▶ _Text shown_
....
Why Do Babies in America Die More Often Than Babies in Other Rich Countries?

10/1/14
 
   < < Go Back
 

By John Tozzi,

from Bloomberg Businessweek,
10/1/14:

A report (PDF) from the Centers for Disease Control published last week shows how the U.S. compares to select wealthy countries on a central measure of national health: not well. American babies die within their first year of life about twice as often as infants do in Norway, South Korea, or the Czech Republic.

Infant mortality measures how many children die before their first birthdays. A tragedy for any family, infant deaths also reflect the overall health of a country—infant mortality rates are influenced by the levels of prenatal care, the quality of medical facilities where deliveries take place, and care for infants in the first year of life. Of the 34 developed nations in the Organisation for Economic Co-operation and Development, the U.S. ranks toward the bottom. The U.S. rate is 6.1 deaths for every 1,000 live births.

That’s despite how much America spends on health care—which is a lot more than everywhere else.

Infant deaths can be divided into two categories: babies born prematurely, who have tougher odds of survival, and those born after full-term pregnancies. We’ve long known that the U.S. has too many babies born “too small and too soon,” says Marian MacDorman of the CDC’s National Center for Health Statistics, the lead author of the report. The analysis shows the disparity persists even for full-term pregnancies: “If you look at these big babies born at 37 weeks of gestation or more, the U.S. infant mortality rates are about twice what it is in several European countries,” MacDorman says.

The reasons for the differences aren’t clear. Researchers suggest social circumstances affect both the rate of premature births and infant deaths after the first month of life. Earlier CDC research shows wide disparities (PDF) in infant mortality by race in the U.S.: Black babies are more than twice as likely to die before their first birthdays as white babies. Whites in the U.S. still have higher infant mortality rates than European countries do. Other research points to gaps in wealth that may explain much of the difference.

Marie McCormick, a professor at the Harvard School of Public Health who was not involved in the CDC report, says social stresses have been linked to pre-term births and higher infant mortality. “We actually don’t know, to be perfectly honest, why poverty or racism increases the risk of prematurity, but it certainly does”.

Many other countries “mitigate the affects of poverty through a whole variety of tax and transfer programs,” she says. “These countries do buffer socioeconomic stress much better than we do.”
....
Annotated photo localization data
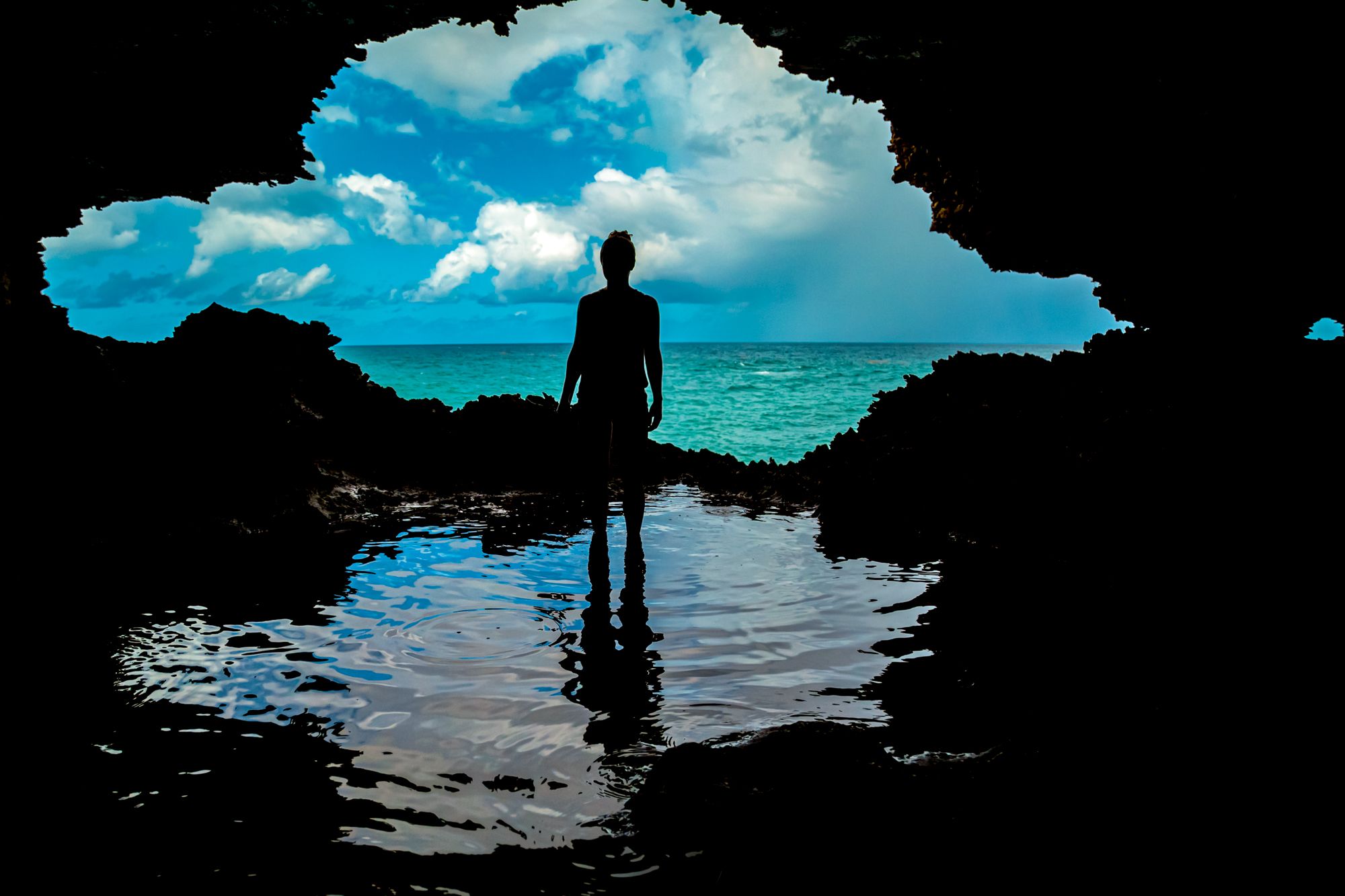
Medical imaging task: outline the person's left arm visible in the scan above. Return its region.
[644,298,663,430]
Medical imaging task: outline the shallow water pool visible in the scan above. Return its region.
[118,487,935,854]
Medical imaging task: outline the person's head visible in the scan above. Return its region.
[599,230,635,280]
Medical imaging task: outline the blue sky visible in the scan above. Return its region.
[46,0,1119,344]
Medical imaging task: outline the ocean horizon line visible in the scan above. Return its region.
[340,333,1096,348]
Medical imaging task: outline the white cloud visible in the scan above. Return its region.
[408,199,588,301]
[358,0,662,122]
[243,265,335,305]
[336,171,461,246]
[364,0,890,300]
[187,206,350,277]
[42,203,140,255]
[408,242,490,301]
[315,105,359,124]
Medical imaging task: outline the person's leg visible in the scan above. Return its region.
[612,393,650,530]
[582,406,612,538]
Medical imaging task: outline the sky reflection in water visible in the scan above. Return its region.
[121,487,933,853]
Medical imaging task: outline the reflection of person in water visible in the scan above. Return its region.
[560,230,663,533]
[561,526,666,795]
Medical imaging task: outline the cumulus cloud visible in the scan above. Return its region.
[408,242,488,301]
[408,199,588,301]
[243,265,335,305]
[379,0,890,297]
[359,0,650,122]
[42,203,140,255]
[313,104,359,124]
[336,171,461,246]
[187,206,350,277]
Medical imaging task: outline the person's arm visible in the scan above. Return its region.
[644,298,663,430]
[557,296,588,411]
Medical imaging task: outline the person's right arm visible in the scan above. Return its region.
[557,296,588,410]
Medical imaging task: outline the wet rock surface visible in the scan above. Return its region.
[0,0,1345,892]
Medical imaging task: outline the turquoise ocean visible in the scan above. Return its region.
[336,341,1080,463]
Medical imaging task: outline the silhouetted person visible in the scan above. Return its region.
[560,230,663,538]
[561,526,667,795]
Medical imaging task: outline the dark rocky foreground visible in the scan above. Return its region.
[0,0,1345,893]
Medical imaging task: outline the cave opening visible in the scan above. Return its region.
[36,0,1118,462]
[1307,317,1345,339]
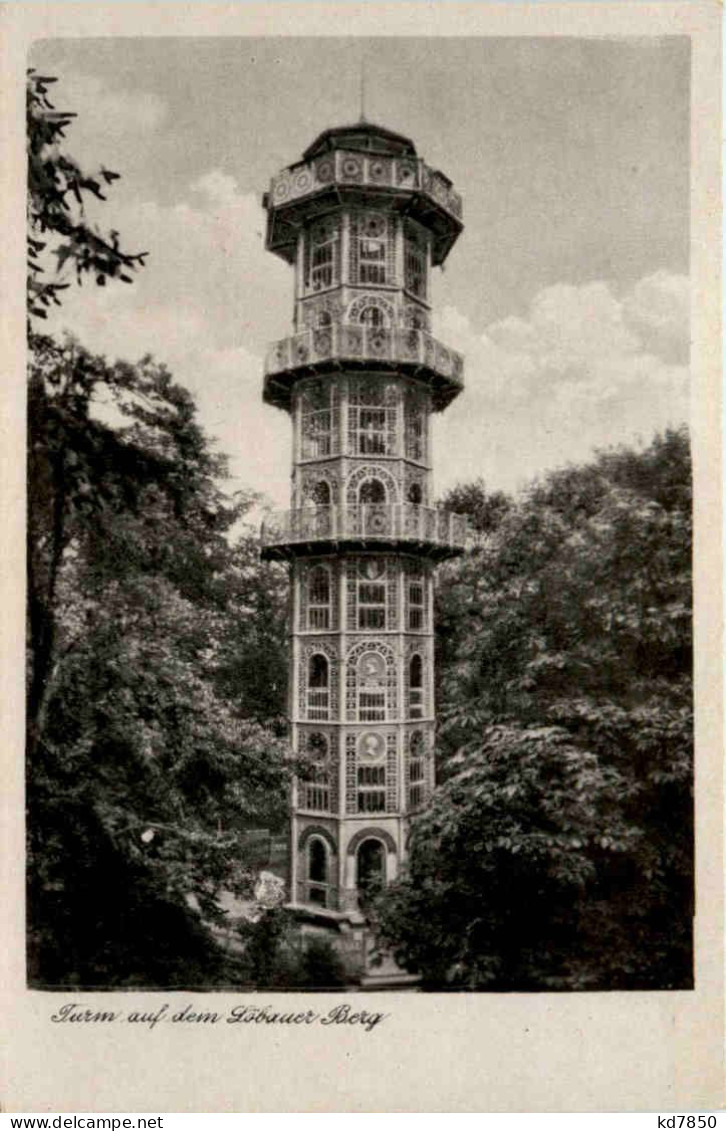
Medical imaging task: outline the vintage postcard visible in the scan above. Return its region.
[0,2,724,1112]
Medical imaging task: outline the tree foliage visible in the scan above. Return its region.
[26,69,146,318]
[27,336,286,985]
[380,431,692,988]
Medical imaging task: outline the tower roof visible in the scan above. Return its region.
[303,121,416,161]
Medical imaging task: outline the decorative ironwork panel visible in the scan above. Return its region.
[345,463,398,508]
[302,294,343,330]
[348,377,401,461]
[297,638,339,722]
[303,212,340,292]
[297,727,338,814]
[344,211,396,286]
[345,294,395,326]
[386,734,398,813]
[297,560,339,632]
[404,559,430,632]
[404,219,429,299]
[404,386,431,461]
[297,382,340,459]
[400,302,431,330]
[346,640,398,723]
[345,734,357,813]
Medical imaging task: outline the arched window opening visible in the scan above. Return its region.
[349,213,392,286]
[404,221,429,299]
[405,391,426,463]
[407,483,423,507]
[308,651,330,719]
[308,566,332,630]
[357,651,386,723]
[407,573,426,633]
[308,837,328,907]
[348,379,399,456]
[356,734,386,813]
[356,558,387,630]
[408,653,423,718]
[300,381,337,459]
[301,731,330,813]
[358,480,386,507]
[355,837,386,904]
[360,307,387,327]
[304,216,340,293]
[408,731,425,809]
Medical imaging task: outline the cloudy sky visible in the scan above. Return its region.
[31,37,689,507]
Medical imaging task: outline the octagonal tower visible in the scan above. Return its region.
[262,122,467,918]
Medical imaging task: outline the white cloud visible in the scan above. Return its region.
[437,271,689,490]
[52,72,167,169]
[42,170,292,507]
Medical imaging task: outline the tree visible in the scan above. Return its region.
[27,339,286,985]
[26,69,146,318]
[27,72,287,986]
[373,430,692,988]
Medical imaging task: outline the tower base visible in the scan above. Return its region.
[285,903,421,992]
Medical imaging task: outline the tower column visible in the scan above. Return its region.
[262,123,467,922]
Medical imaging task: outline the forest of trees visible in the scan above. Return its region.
[27,72,693,990]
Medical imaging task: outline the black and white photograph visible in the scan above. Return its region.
[4,5,720,1110]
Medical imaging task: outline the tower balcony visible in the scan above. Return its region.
[262,148,463,267]
[262,502,472,560]
[265,322,464,411]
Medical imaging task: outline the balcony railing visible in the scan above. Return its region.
[265,322,464,386]
[270,149,461,221]
[262,503,469,550]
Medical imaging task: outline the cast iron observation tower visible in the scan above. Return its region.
[262,122,467,921]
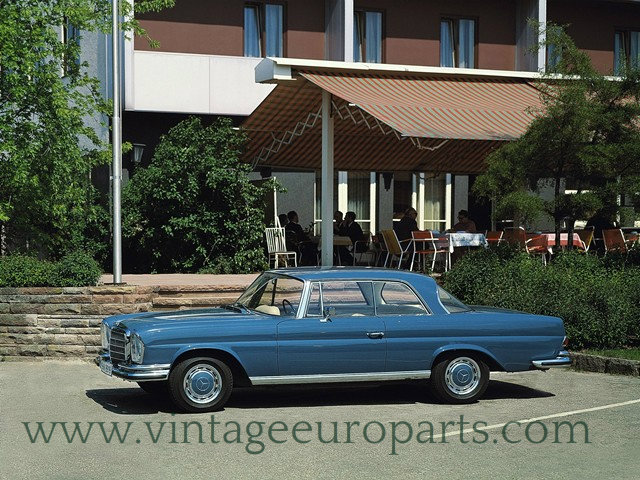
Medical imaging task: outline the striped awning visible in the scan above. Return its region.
[243,71,542,173]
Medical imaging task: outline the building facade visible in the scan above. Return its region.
[117,0,640,232]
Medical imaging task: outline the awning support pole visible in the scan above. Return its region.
[321,90,333,268]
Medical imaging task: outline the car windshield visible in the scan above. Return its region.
[438,286,472,313]
[236,273,304,317]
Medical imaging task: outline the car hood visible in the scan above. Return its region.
[104,308,251,330]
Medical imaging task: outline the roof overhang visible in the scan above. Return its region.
[243,57,542,173]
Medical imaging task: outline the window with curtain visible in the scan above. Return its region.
....
Please state the U.S. infant mortality rate given in the article on infant mortality. The material has no connection to the article on infant mortality.

6.1 deaths for every 1,000 live births.